> _Exercise goal_
Copy each line below that has "instance".
BEGIN
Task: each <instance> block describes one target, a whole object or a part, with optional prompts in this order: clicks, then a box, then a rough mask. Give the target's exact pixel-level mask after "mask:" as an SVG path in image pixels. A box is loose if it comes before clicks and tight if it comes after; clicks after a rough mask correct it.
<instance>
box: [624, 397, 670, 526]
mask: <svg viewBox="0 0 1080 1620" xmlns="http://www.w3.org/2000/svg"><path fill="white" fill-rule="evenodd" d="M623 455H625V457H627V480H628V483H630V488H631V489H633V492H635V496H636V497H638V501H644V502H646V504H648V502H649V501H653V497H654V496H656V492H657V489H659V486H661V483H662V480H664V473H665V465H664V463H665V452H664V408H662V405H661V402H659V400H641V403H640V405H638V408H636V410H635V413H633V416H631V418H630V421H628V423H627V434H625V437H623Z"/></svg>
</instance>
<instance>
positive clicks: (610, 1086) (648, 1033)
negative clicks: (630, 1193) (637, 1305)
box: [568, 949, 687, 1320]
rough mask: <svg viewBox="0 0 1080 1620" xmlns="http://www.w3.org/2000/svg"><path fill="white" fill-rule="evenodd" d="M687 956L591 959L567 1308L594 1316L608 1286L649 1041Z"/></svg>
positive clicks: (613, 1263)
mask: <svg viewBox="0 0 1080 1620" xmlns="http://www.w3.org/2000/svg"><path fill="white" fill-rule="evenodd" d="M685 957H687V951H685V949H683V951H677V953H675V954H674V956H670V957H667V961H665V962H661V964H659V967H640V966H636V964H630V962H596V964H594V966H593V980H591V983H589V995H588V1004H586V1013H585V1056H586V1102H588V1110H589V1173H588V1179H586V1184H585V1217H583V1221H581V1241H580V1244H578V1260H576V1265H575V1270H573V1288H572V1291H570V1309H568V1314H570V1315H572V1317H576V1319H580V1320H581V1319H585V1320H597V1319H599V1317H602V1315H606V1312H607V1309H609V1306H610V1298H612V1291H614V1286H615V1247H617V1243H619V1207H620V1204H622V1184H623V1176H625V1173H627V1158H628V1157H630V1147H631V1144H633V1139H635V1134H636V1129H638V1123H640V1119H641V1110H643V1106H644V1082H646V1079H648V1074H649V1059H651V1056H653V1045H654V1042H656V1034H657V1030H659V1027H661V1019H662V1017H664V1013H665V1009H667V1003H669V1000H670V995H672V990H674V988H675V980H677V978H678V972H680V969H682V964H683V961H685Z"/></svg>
END
> _Exercise result_
Task: each <instance> block describes one target, a whole object or a part, with optional prompts in this order: clicks, then a box, then a rough mask. Give the target's exact pixel-level mask after "mask:" as an SVG path in image pixels. A box is loose if it comes before clicks and tight if it comes after; clicks after a rough mask correct it.
<instance>
</instance>
<instance>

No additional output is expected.